• Dataset
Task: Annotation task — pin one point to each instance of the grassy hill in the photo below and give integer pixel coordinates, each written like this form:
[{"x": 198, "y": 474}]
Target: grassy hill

* * *

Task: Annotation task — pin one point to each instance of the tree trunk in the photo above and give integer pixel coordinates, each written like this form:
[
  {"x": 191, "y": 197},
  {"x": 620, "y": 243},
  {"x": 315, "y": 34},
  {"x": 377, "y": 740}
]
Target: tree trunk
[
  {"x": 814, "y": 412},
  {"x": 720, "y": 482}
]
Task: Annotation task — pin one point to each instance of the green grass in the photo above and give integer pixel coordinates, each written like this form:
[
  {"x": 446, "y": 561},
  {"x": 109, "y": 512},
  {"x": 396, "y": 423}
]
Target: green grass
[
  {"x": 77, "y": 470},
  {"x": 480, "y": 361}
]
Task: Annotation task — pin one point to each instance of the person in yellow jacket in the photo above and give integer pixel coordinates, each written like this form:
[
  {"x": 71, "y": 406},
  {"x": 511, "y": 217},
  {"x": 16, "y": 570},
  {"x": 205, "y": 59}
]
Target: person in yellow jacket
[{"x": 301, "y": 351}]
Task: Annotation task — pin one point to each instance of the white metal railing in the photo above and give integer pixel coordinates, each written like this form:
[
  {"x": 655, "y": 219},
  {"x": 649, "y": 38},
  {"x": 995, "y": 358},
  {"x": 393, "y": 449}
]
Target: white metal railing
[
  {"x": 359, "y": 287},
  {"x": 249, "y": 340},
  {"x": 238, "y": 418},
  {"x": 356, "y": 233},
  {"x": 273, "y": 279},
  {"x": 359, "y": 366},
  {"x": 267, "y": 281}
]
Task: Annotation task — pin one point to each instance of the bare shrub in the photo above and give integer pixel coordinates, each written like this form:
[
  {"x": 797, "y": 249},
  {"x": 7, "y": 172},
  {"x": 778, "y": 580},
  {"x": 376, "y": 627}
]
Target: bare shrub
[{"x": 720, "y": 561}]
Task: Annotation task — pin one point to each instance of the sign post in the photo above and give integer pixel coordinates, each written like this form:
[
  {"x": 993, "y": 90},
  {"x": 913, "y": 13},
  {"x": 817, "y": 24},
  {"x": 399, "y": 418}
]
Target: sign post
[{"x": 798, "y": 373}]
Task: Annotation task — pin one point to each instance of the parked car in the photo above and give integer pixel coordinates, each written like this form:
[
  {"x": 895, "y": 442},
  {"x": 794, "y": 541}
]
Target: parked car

...

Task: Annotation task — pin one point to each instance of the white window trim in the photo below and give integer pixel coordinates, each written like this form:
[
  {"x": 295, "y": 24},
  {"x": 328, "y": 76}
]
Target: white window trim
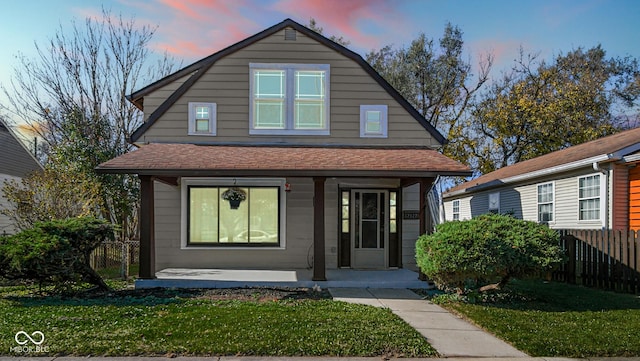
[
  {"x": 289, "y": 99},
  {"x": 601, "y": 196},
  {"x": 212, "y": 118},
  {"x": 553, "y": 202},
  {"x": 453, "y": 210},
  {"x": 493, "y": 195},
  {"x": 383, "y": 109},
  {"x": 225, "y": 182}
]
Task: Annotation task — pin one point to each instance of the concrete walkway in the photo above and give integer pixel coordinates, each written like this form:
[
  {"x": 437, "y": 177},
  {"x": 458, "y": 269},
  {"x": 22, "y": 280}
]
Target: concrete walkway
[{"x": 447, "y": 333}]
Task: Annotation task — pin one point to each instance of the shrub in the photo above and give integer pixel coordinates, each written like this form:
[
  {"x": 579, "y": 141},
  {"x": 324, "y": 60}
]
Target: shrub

• Task requirements
Return the lines running from the line that contains "of the grassy" up to and including the line that contains "Target: grassy hill", copied exactly.

• Answer for the task
Task: Annotation task — pin one point to each instance of the grassy hill in the photo below and give integer pixel coordinates, each written like this form:
[{"x": 198, "y": 474}]
Target: grassy hill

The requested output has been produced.